読解文:
▼

第6話 『銀色の創作講座』第3回 「ライバルの存在、魔法と魔術とは?」【 銀色の魔法はやさしい世界でできている ネタばれあり】

 ライバル、それは名作には欠かせない要素だと思う。

 しかしことなろう系作品には、このライバルが登場する作品は極端に少ない気がする。


「なんでなんですか?」


 これはたいてい主人公を強く万能にしすぎて、誰もライバルになれないほど隔絶した結果と思われる。


 おそらく書く方も読むほうも、このライバルという存在と高め合っていく主人公に共感できないんじゃないかと思うのだが⋯⋯どうなんだろう?


「そこ、自信ないんですか?」


 うーん?

 俺TUEE作品でなまじ主人公と同程度の有能キャラを書くのはリスクだし、わからなくもないのだが読者も好まないとは思えないし⋯⋯よくわからない?

▲

抽出データ:

▼

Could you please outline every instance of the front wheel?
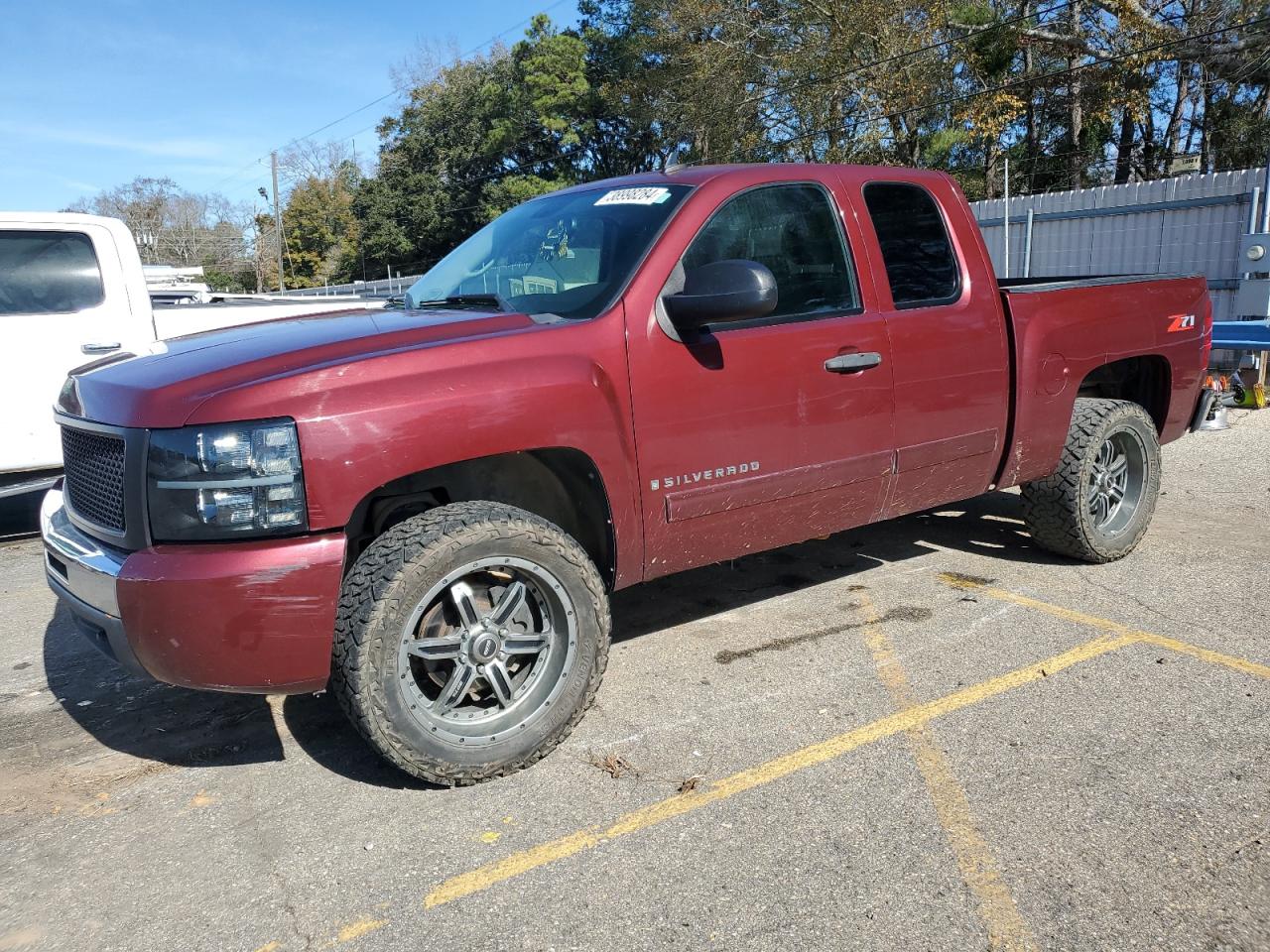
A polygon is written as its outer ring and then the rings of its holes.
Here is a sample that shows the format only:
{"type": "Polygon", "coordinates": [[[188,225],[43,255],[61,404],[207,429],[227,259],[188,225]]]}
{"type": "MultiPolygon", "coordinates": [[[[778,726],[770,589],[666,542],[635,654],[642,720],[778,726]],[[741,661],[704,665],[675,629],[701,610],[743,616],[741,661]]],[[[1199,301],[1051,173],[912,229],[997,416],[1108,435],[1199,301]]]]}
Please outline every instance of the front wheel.
{"type": "Polygon", "coordinates": [[[1041,548],[1110,562],[1147,532],[1160,475],[1160,440],[1146,410],[1078,397],[1058,468],[1022,486],[1024,522],[1041,548]]]}
{"type": "Polygon", "coordinates": [[[333,687],[363,737],[434,783],[518,770],[564,740],[608,656],[608,599],[560,528],[498,503],[415,515],[344,581],[333,687]]]}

▲

求められること: 読解文のうち「しかしことなろう系作品には、このライバルが登場する作品は極端に少ない気がする。」から「うのだが⋯⋯どうなんだろう?」までを、一字も変えずにすべて出力せよ。

解答全文:
しかしことなろう系作品には、このライバルが登場する作品は極端に少ない気がする。


「なんでなんですか?」


 これはたいてい主人公を強く万能にしすぎて、誰もライバルになれないほど隔絶した結果と思われる。


 おそらく書く方も読むほうも、このライバルという存在と高め合っていく主人公に共感できないんじゃないかと思うのだが⋯⋯どうなんだろう?